• TASK OBJECTIVE
What you print must match the data line for line.

• DATA TO PROCESS
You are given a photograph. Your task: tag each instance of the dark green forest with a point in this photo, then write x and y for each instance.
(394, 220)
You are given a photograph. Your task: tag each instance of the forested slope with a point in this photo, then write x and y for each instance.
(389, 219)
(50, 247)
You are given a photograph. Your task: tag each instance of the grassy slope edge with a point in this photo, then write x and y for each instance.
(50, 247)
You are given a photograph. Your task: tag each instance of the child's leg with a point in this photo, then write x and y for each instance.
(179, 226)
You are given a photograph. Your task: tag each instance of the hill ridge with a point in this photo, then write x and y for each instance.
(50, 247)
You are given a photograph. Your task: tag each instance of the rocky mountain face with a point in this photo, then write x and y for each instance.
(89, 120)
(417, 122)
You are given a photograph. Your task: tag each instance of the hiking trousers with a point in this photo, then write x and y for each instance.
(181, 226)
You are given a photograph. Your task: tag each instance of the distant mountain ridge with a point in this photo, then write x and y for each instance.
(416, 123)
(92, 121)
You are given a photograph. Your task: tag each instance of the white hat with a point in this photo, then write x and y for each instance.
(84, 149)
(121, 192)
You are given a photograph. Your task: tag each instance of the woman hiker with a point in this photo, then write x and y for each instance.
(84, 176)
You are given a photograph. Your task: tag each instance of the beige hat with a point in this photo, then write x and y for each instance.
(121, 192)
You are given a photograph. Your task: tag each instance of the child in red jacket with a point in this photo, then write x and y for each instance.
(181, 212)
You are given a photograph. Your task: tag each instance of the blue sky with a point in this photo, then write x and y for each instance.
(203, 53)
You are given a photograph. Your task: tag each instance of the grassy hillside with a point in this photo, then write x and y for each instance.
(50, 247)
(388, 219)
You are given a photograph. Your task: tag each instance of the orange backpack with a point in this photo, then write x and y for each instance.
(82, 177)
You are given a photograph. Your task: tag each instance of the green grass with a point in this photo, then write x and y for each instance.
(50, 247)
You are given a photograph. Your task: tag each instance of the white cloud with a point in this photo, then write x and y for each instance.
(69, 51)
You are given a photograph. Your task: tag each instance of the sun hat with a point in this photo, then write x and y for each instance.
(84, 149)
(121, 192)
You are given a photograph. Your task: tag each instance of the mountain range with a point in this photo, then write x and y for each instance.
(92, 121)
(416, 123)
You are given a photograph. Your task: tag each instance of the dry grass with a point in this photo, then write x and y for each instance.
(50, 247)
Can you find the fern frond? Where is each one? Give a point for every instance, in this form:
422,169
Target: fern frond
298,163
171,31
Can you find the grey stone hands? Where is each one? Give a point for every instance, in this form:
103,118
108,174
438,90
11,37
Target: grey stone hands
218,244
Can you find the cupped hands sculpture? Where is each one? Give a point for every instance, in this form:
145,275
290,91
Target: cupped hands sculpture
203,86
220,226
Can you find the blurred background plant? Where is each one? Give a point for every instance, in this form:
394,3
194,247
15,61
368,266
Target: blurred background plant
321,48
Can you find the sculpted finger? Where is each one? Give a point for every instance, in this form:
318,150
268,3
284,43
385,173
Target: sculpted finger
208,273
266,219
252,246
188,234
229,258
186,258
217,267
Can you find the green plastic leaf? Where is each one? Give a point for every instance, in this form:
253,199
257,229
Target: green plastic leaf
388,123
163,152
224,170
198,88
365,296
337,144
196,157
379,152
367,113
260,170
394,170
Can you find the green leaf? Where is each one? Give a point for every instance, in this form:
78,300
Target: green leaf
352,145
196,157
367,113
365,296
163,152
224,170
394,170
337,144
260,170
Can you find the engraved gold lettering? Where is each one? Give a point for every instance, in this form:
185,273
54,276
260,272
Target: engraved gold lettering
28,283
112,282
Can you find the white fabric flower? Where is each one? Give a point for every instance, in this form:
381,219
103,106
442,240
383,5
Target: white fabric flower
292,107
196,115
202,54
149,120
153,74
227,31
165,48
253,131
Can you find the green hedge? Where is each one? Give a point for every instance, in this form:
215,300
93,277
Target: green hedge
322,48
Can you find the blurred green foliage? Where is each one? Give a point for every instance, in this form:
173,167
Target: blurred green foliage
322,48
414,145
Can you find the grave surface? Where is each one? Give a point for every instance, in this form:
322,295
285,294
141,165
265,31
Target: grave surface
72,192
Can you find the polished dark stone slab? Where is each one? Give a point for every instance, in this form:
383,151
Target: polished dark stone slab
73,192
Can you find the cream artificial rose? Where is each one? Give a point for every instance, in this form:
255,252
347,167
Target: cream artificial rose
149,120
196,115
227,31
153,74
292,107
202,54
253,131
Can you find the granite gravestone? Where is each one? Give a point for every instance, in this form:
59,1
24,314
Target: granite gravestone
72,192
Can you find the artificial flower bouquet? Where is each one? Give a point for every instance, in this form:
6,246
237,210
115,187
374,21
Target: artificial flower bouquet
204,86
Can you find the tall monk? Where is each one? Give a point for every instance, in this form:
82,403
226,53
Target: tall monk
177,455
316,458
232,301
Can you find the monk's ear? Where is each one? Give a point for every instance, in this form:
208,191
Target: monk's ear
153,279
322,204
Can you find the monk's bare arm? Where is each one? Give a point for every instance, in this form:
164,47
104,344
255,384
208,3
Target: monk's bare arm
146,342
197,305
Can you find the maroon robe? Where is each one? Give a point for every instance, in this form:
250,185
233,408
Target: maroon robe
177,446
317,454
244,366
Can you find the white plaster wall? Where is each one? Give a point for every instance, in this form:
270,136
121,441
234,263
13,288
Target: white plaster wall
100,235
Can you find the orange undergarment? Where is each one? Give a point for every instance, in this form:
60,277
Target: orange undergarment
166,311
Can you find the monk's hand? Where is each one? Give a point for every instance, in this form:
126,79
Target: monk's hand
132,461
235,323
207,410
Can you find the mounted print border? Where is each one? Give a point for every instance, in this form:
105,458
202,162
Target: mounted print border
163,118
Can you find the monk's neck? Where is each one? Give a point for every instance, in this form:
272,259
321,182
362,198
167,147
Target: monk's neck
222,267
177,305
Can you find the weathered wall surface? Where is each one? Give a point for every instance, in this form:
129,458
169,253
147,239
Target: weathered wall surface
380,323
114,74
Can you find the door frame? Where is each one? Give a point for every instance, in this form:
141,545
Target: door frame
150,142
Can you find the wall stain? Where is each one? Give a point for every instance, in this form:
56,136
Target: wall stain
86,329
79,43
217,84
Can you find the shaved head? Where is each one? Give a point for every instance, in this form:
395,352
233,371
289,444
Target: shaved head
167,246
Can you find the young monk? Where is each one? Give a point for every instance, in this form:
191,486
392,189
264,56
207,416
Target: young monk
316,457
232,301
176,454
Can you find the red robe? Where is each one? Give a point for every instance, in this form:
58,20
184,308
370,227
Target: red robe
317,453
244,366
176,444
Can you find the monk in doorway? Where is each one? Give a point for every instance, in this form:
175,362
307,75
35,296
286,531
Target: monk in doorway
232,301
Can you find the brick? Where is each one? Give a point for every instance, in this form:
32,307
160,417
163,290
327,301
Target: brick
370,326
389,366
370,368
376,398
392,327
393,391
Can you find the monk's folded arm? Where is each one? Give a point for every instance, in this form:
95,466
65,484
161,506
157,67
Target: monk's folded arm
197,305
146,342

• PROBLEM SOLUTION
You are given a photograph. Your task: tag each instance of the dark green forest with a point in this photo, then write x and y for each instance.
(394, 220)
You are given a photograph. Your task: tag each instance of the forested slope with a point in this photo, then write x and y for each instance.
(389, 219)
(50, 247)
You are given a photograph. Your task: tag each instance of the grassy slope edge with a point in this photo, then write x and y for each instance.
(50, 247)
You are given a photograph. Your task: tag each instance of the child's leg with a point in this photo, then write x and y for each instance.
(179, 226)
You are given a photograph. Your task: tag each instance of the hill ridge with a point in this photo, then write x and y for each instance.
(50, 247)
You are given a photograph. Your task: tag each instance of the rocky mountain face with a point in this photo, then write x and y for each instance.
(89, 120)
(417, 122)
You are given a photograph. Your task: tag each instance of the hiking trousers with a point in this photo, then write x and y for each instance.
(181, 226)
You are given a photograph. Your task: tag each instance of the distant mountain ridge with a point in this photo, then write x and y for each instance.
(416, 123)
(92, 121)
You are given a photograph. Your task: tag each instance of the white hat with a point in this photo, then write x and y for each instance.
(84, 149)
(121, 192)
You are given a photograph. Your task: tag each instance of the woman hiker with a point in this photo, then write x and y for each instance.
(84, 176)
You are given a photograph. Your task: tag each instance of the beige hat with a point in this photo, then write x and y for each instance.
(121, 192)
You are given a photograph. Your task: tag each instance of the child in red jacket with a point in this photo, then write x and y for each instance.
(181, 212)
You are given a photograph. Your task: tag each instance of the blue sky with a point in this photo, then write x and y for each instance.
(203, 53)
You are given a photograph. Your task: tag each instance of the grassy hillside with a point in this photo, then write x and y for each instance.
(50, 247)
(388, 219)
You are given a photograph. Your task: tag each instance of the orange backpack with a point in this photo, then write x and y for each instance.
(82, 177)
You are given a photograph. Your task: tag each instance of the green grass with a point in this photo, then write x and y for each instance.
(50, 247)
You are given a photograph. Your task: tag each instance of the white cloud with a point in this photo, then write x and y for each instance.
(69, 51)
You are given a photograph. Your task: tag each instance of the sun hat with a point in this photo, then write x and y for each instance.
(84, 149)
(121, 192)
You are given a photograph. Your task: tag each instance of the mountain range with a point in this photo, then write x and y for each instance.
(92, 121)
(416, 123)
You are given a photograph. Your task: tag each instance of the dry grass with a point in this photo, then write x and y for each instance.
(50, 247)
Can you find the fern frond? Where is each one? Give a point for every instance, in this form:
422,169
Target: fern frond
298,163
171,31
Can you find the grey stone hands? Where is each one? Give a point for every instance, in this form:
103,118
108,174
438,90
11,37
Target: grey stone hands
218,244
Can you find the cupped hands sculpture? Where is each one? Give a point for every instance, in this form:
145,275
290,91
Target: cupped hands sculpture
203,86
220,226
Can you find the blurred background plant? Where is each one? Give a point for every instance, in this form:
394,3
194,247
15,61
368,266
Target: blurred background plant
321,48
Can you find the sculpted finger? Where is each one? Give a point for every instance, in this form:
318,150
268,3
284,43
385,173
Target: sculpted finger
208,273
266,219
252,246
188,234
229,258
186,258
217,267
Can you find the green plastic leaf? Where is each one? Give a point for every instance, in this form:
253,199
257,229
Target: green plastic leaf
388,123
163,152
224,170
198,88
365,296
337,144
196,157
379,152
367,113
260,170
394,170
Can you find the green leaf? Where is each one? Give a point for every instance, in this form:
78,300
Target: green leaf
352,145
196,157
367,113
365,296
163,152
224,170
394,170
337,144
260,170
Can you find the engraved gold lettering? Where is each one? Give a point for every instance, in this form:
185,273
54,276
260,272
Target: engraved gold lettering
28,283
112,282
Can you find the white fabric flower? Where is each one? Give a point for every instance, in this form:
381,219
103,106
442,240
383,5
Target: white fabric flower
292,107
196,115
202,54
149,120
153,74
227,31
165,48
253,131
Can you find the green hedge? Where is each one? Give a point for every instance, in this form:
215,300
93,277
Target: green hedge
322,48
Can you find the blurred green foliage? Where is each one? Give a point for every instance, in this form:
173,167
Target: blurred green foliage
322,48
414,145
Can you find the grave surface? Where is each one? Give a point for every instance, in this form:
322,295
285,294
141,165
265,31
Target: grave surface
72,192
Can you find the polished dark stone slab? Where is each one? Give a point for every instance, in this form:
383,151
Target: polished dark stone slab
73,192
Can you find the cream artificial rose? Where is each one? Give a point for every instance, in this form:
255,252
347,167
Target: cream artificial rose
149,120
196,115
227,31
153,74
292,107
202,54
253,131
Can you find the granite gravestone? Where is each one? Give a point for every instance, in this form:
59,1
24,314
Target: granite gravestone
72,192
Can you find the artificial flower bouquet? Where is each one? Give a point for every instance, in this form:
6,246
237,210
115,187
374,21
Target: artificial flower bouquet
204,86
Can you find the tall monk? Where is each one? Give a point for every instance, in this form:
82,403
226,53
Target: tall monk
177,455
316,458
232,301
Can you find the monk's ear? Where is each one? Give a point for every instance, in this form:
208,191
Target: monk's ear
153,279
322,204
Can you find the monk's bare arm? Where is each one? Give a point for every instance, in this form:
164,47
104,344
255,384
208,3
Target: monk's bare arm
146,342
197,305
Can you find the maroon robe? Where is each one? Give a point for every instance, in this form:
250,185
233,408
Target: maroon robe
177,446
317,454
244,366
Can you find the white plaster wall? Where is each one? Give a point for every instance, in this form:
270,136
121,441
234,263
13,288
Target: white plaster wall
100,235
Can you find the orange undergarment? Where is each one? Give a point for every instance, in this form:
60,277
Target: orange undergarment
166,311
Can you find the monk's hand? Where is each one? Give a point for every instance, in this form:
126,79
Target: monk's hand
132,461
235,323
207,410
Can you find the mounted print border? Where is each one? Give a point for every instance, in this form:
105,458
202,162
Target: mounted print border
163,118
Can you find the monk's neck? Where is each one? Give a point for every instance, in this form:
272,259
321,182
362,198
167,147
Target: monk's neck
222,267
177,305
Can you find the weathered wall surface? Where is each one? Give a point for every instance, in this form:
129,458
169,253
147,239
Target: weathered wall surface
380,323
114,74
Can you find the door frame? Where is each one? Give a point for every instance, in this form:
141,545
Target: door frame
150,142
Can you find the wall stain? Where is each one? Give a point for every instance, in this form:
56,136
Target: wall stain
86,329
79,43
217,84
Can you find the shaved head? Where is each one? Give a point for every instance, in this form:
395,352
233,371
289,444
Target: shaved head
167,246
Can you find the young monk? Where is each one? Give a point for every instance, in this form:
191,486
392,189
264,56
207,416
Target: young monk
316,457
232,301
176,454
Can you find the red robe? Where is each one? Give a point for every instance, in this form:
58,20
184,308
370,227
Target: red robe
317,453
244,366
176,444
Can you find the monk in doorway? Where is each one? Give a point for every instance, in this form:
175,362
307,75
35,296
286,531
Target: monk in doorway
232,301
Can you find the brick? Where is each one? Give a point for every instance, in this form:
32,307
160,417
163,290
327,301
Target: brick
370,326
389,366
370,368
376,398
392,327
393,391
Can you find the monk's folded arm? Where is each one? Give a point for every instance, in this form:
95,466
65,484
161,506
157,67
Target: monk's folded arm
197,305
146,342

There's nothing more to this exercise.